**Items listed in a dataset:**
════════════════

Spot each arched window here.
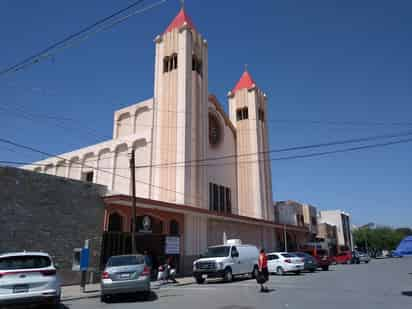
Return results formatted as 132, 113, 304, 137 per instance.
242, 107, 249, 119
169, 220, 179, 235
107, 212, 123, 232
163, 57, 170, 73
172, 54, 177, 70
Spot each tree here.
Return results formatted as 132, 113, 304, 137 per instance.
353, 227, 412, 255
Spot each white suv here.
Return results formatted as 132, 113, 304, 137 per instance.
267, 252, 305, 275
193, 239, 259, 284
0, 252, 61, 308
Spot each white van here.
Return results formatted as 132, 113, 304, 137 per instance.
193, 239, 259, 284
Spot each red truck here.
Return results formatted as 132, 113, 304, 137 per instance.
335, 251, 352, 264
300, 246, 332, 270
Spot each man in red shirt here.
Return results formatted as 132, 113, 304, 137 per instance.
258, 249, 269, 292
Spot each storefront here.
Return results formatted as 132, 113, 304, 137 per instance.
102, 195, 309, 274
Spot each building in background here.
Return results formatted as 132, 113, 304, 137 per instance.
274, 201, 305, 227
19, 8, 292, 269
318, 210, 353, 252
302, 204, 318, 241
316, 223, 338, 256
274, 200, 317, 251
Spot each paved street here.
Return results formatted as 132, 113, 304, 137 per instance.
58, 258, 412, 309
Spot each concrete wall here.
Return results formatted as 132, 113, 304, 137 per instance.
0, 167, 106, 284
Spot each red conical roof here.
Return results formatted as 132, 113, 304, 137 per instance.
165, 8, 195, 33
232, 71, 255, 93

════════════════

Could you convert every line of the records above into a JSON list of strings, one string per line, omitting blank lines and leaving the pictures out?

**Solution to the exercise:**
[
  "Spot each arched window here.",
  "Return results formatted as 132, 113, 304, 137 per instance.",
  "242, 107, 249, 119",
  "169, 220, 179, 235",
  "107, 212, 123, 232",
  "163, 57, 170, 73",
  "172, 54, 177, 70",
  "Spot each tree here.",
  "Return results formatted as 132, 113, 304, 137 per instance.",
  "353, 227, 412, 255",
  "Spot each white suv here.",
  "Return results formatted as 132, 113, 304, 137 per instance.",
  "267, 252, 305, 275",
  "193, 239, 259, 284",
  "0, 252, 61, 308",
  "Spot each white van here.",
  "Return results formatted as 132, 113, 304, 137 per instance.",
  "193, 239, 259, 284",
  "Spot each red truck here.",
  "Return results formatted as 132, 113, 304, 137 per instance.",
  "335, 251, 352, 264",
  "300, 246, 332, 270",
  "Spot each man in red shirt here.",
  "Return results formatted as 132, 113, 304, 137 per instance.",
  "258, 249, 269, 292",
  "Spot each storefront here.",
  "Return results formatted as 132, 113, 304, 137 per instance.",
  "102, 195, 309, 274",
  "Spot each building in background here.",
  "Return results formatted as 132, 113, 304, 137 per instance.",
  "274, 201, 305, 227",
  "19, 8, 292, 269",
  "318, 210, 353, 252",
  "302, 204, 318, 241",
  "316, 223, 338, 256",
  "274, 200, 317, 251",
  "Spot each paved street here.",
  "Return results formatted as 132, 113, 304, 137 per instance.",
  "58, 258, 412, 309",
  "Spot each concrete wall here.",
  "Return results formatted as 132, 113, 304, 137 per instance.",
  "0, 167, 106, 284",
  "Spot each red conical roof here.",
  "Return results formatted as 132, 113, 304, 137 per instance.",
  "165, 8, 195, 33",
  "232, 71, 255, 93"
]